--- Task goal ---
In the records, from the line containing "shown by (120,174)." through the end, swap "paved path" for "gravel path" and leave everything else unchanged. Return only those lines.

--- Stored records ---
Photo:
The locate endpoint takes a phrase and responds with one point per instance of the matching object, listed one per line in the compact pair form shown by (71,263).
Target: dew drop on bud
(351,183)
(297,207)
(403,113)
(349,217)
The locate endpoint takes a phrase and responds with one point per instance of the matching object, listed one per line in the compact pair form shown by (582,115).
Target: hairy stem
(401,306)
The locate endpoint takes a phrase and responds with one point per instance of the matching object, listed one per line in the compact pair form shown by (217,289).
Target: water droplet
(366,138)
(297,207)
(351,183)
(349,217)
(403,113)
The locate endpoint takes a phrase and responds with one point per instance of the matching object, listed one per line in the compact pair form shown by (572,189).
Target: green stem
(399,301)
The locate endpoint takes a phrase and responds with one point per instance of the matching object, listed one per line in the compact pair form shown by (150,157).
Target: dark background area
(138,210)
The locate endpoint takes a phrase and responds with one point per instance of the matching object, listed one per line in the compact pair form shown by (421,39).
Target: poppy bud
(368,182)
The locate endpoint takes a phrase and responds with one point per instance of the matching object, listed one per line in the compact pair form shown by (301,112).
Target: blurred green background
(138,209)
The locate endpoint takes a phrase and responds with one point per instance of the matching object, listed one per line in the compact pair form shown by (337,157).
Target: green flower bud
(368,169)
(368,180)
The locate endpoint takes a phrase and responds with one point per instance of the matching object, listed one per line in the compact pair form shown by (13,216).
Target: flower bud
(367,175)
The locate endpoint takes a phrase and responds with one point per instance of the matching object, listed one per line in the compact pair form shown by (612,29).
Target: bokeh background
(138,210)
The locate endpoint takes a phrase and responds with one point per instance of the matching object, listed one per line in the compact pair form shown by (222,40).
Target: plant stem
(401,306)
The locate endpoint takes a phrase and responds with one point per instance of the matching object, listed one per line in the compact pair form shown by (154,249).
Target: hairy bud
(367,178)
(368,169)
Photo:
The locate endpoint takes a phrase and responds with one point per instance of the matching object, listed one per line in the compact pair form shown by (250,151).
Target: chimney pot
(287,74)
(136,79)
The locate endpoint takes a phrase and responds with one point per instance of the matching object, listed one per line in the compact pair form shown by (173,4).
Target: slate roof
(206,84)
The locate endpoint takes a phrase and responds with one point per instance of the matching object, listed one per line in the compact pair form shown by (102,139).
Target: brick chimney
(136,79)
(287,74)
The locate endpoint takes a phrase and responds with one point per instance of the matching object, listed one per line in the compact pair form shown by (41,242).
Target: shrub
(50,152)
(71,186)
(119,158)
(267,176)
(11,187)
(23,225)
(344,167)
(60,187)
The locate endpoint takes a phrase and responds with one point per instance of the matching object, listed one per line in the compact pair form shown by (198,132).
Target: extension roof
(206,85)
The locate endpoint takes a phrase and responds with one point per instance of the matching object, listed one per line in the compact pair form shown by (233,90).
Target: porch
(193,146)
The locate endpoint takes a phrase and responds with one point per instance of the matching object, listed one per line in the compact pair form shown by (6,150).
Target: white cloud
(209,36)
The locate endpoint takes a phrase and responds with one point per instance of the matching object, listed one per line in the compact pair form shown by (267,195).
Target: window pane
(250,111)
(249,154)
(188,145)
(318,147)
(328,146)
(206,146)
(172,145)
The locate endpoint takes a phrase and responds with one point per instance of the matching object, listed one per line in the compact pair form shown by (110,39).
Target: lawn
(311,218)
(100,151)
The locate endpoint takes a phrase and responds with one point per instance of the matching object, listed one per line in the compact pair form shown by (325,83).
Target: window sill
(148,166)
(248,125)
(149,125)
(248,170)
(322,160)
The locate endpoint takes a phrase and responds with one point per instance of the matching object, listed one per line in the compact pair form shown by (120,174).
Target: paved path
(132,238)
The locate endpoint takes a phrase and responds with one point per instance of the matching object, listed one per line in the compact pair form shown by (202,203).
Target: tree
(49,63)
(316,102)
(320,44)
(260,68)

--- Correct result ---
The locate endpoint takes a phrase and responds with one point per instance of the matching object, listed one per line in the compact pair form shown by (120,174).
Target: gravel path
(132,238)
The locate endpoint takes a phrase and responds with one point per instance of the matching object, listed one per line in the compact pair form shown by (202,203).
Target: tree
(49,63)
(316,102)
(320,44)
(260,68)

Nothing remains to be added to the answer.